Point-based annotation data
-*-*-

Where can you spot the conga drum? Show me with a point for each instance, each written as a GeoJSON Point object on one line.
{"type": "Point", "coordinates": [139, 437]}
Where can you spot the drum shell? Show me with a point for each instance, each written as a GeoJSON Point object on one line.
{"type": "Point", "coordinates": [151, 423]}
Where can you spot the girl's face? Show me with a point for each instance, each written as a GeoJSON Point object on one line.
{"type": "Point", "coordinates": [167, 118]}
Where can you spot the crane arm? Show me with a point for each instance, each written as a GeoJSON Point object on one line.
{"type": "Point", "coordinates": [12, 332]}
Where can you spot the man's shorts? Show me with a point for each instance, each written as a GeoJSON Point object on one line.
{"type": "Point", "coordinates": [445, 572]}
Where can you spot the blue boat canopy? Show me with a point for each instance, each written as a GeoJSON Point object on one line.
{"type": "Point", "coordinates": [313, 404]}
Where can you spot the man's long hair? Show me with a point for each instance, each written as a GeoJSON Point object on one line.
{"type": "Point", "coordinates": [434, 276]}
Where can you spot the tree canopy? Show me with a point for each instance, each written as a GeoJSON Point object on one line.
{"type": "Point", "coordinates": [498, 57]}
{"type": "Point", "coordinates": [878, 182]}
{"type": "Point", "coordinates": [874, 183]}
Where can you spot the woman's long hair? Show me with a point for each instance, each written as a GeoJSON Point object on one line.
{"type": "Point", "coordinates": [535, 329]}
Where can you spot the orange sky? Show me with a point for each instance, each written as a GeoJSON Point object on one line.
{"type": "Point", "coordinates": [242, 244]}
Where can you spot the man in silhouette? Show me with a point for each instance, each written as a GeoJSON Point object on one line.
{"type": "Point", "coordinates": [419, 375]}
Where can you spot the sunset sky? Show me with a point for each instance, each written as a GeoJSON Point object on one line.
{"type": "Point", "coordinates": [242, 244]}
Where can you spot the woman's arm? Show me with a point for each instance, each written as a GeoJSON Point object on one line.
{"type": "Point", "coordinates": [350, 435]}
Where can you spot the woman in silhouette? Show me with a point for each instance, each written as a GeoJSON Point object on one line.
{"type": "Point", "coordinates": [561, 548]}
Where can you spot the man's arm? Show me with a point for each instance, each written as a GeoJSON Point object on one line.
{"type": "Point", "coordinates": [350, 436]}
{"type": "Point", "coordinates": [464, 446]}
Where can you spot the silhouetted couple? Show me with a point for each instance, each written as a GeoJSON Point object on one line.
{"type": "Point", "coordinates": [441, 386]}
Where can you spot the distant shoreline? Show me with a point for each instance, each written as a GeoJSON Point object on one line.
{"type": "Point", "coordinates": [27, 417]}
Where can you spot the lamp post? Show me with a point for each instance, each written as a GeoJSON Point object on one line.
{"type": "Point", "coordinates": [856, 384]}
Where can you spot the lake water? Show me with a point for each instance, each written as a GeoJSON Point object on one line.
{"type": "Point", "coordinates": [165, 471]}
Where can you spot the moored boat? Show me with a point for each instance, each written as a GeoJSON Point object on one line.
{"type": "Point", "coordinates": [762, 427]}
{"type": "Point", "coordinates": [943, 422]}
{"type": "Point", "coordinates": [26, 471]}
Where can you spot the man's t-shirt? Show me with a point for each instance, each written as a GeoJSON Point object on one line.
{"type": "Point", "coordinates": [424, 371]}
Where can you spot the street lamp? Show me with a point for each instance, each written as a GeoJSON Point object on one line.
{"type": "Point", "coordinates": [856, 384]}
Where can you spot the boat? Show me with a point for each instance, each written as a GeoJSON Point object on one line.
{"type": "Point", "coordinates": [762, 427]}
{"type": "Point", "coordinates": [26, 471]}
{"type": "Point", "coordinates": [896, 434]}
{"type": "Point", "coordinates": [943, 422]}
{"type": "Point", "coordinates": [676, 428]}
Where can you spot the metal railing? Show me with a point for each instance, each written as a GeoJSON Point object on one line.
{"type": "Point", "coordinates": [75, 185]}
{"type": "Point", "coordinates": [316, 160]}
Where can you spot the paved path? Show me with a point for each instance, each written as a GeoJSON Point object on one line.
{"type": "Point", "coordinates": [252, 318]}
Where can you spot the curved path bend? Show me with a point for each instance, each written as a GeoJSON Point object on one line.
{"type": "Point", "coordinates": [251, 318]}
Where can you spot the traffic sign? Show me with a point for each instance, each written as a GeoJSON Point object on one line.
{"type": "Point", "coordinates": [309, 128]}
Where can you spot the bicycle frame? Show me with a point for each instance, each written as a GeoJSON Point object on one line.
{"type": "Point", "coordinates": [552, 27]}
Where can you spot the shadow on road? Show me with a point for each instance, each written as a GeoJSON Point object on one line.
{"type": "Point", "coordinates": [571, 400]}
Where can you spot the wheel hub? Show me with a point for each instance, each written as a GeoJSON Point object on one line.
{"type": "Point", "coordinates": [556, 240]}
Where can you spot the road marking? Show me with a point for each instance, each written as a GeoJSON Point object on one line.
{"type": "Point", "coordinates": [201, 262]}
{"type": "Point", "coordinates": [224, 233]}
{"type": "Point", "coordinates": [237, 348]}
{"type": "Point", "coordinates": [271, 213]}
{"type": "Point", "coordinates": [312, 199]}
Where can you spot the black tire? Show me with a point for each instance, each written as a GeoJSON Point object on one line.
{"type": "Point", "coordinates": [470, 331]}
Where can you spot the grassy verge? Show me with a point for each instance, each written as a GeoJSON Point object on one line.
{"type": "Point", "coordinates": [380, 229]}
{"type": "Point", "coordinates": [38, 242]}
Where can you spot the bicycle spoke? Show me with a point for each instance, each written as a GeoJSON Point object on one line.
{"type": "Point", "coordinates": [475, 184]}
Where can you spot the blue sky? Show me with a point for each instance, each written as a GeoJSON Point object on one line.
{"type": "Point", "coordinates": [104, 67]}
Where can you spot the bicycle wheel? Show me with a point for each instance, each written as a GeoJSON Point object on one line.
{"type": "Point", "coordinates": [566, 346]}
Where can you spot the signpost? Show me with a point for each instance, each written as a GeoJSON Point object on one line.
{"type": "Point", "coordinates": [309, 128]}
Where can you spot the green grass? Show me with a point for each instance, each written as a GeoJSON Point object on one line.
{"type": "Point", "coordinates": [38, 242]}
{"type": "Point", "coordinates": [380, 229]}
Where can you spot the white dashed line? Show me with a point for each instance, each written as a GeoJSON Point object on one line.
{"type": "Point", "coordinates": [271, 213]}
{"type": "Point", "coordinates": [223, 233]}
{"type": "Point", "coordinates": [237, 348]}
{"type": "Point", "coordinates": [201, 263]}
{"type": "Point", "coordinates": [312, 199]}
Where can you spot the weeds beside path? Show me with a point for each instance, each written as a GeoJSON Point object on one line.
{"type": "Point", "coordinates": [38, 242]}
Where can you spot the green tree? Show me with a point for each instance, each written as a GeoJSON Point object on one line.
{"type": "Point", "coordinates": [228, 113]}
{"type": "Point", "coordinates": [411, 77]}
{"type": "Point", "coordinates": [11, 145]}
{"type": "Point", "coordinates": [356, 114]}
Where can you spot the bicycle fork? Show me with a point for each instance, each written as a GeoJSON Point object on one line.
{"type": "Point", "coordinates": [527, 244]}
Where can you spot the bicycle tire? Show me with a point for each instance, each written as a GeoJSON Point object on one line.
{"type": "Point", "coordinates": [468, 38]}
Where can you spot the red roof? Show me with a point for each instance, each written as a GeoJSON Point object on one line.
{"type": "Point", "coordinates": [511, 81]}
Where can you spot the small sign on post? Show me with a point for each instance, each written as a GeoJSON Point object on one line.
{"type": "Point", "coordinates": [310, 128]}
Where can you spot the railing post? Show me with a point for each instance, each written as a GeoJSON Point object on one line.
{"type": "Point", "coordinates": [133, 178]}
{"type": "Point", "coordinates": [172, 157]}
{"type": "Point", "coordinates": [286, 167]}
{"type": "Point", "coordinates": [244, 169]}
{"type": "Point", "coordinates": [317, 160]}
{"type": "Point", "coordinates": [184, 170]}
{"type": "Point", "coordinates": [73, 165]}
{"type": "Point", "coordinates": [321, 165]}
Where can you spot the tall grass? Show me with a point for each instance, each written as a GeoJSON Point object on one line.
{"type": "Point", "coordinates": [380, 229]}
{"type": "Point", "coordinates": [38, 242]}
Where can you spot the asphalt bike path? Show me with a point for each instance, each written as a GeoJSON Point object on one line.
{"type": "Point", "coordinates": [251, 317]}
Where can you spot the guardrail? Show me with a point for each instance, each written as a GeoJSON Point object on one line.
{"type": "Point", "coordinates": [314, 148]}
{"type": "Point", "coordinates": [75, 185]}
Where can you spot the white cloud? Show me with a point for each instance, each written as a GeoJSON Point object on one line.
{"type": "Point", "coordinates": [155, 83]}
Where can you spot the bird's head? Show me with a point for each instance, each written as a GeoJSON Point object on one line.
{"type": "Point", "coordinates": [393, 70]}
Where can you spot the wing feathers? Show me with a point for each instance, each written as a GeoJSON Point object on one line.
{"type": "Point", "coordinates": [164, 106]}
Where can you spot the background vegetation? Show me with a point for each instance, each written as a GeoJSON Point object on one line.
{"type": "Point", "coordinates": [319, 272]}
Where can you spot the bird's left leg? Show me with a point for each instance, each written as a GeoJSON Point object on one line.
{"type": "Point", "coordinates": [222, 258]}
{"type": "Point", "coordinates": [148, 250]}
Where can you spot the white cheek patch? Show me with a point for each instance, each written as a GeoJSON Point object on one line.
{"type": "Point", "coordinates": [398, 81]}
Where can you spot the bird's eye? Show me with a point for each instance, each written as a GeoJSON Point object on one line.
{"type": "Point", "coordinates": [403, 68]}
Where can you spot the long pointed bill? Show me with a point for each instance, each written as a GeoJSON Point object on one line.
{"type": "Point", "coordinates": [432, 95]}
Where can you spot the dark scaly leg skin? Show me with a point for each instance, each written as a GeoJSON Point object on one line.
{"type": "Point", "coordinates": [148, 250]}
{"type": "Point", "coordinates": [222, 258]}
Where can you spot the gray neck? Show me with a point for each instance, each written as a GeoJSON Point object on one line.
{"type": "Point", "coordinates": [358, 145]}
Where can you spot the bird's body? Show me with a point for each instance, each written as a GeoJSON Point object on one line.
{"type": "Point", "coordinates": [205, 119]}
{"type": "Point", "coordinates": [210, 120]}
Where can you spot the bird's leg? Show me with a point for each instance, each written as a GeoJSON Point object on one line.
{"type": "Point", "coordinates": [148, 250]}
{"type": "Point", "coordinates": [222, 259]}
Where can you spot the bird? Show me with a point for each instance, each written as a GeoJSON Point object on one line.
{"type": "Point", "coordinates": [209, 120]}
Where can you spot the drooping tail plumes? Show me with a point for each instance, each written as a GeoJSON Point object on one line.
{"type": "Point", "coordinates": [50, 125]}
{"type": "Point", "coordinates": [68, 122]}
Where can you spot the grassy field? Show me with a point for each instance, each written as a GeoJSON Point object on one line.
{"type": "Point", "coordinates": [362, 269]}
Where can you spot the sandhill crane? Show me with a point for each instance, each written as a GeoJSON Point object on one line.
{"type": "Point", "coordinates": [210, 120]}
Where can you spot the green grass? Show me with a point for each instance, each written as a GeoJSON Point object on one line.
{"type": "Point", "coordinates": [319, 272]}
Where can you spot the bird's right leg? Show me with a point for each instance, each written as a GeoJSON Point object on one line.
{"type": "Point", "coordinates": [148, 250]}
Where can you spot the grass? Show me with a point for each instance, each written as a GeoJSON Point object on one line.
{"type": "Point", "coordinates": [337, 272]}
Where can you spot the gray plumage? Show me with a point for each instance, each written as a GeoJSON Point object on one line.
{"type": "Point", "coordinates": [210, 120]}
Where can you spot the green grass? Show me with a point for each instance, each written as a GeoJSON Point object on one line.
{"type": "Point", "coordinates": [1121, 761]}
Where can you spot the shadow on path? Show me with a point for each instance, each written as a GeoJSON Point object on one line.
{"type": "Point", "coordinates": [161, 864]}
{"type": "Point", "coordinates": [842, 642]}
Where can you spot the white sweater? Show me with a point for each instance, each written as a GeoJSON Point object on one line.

-*-*-

Every line from the one containing "Where can you spot the grassy field?" through the last line of the entries must be written out verbatim, and no other line.

Where can you spot the grassy field? Show me with a point for each instance, each written as a GeoJSON Point object on one line.
{"type": "Point", "coordinates": [362, 269]}
Where can you spot the sandhill crane? Show me with a point for each instance, each written as a GeoJSON Point object on one line.
{"type": "Point", "coordinates": [210, 120]}
Where can you spot the green grass? Show me with a point for each instance, each written as a GeoJSON Point object on one line.
{"type": "Point", "coordinates": [319, 272]}
Where can you spot the bird's right leg? Show me with a point for each instance, each written as a GeoJSON Point object on one line.
{"type": "Point", "coordinates": [148, 250]}
Where can you spot the grass? Show me with a point for each instance, each written as a GeoJSON Point object on one line.
{"type": "Point", "coordinates": [337, 272]}
Where can you spot the gray plumage? Show me with a point for each instance, each written as a GeoJSON Point object on one line.
{"type": "Point", "coordinates": [210, 120]}
Where can you spot the green grass? Show me with a point for each instance, each written as a GeoJSON Point object on one line.
{"type": "Point", "coordinates": [1121, 761]}
Where can you spot the shadow on path? Show me with a point for each instance, each written as a GeoJSON Point object on one line.
{"type": "Point", "coordinates": [161, 864]}
{"type": "Point", "coordinates": [842, 642]}
Where can you spot the white sweater? Show me with a point for each instance, each written as a GeoJSON Point object on one line.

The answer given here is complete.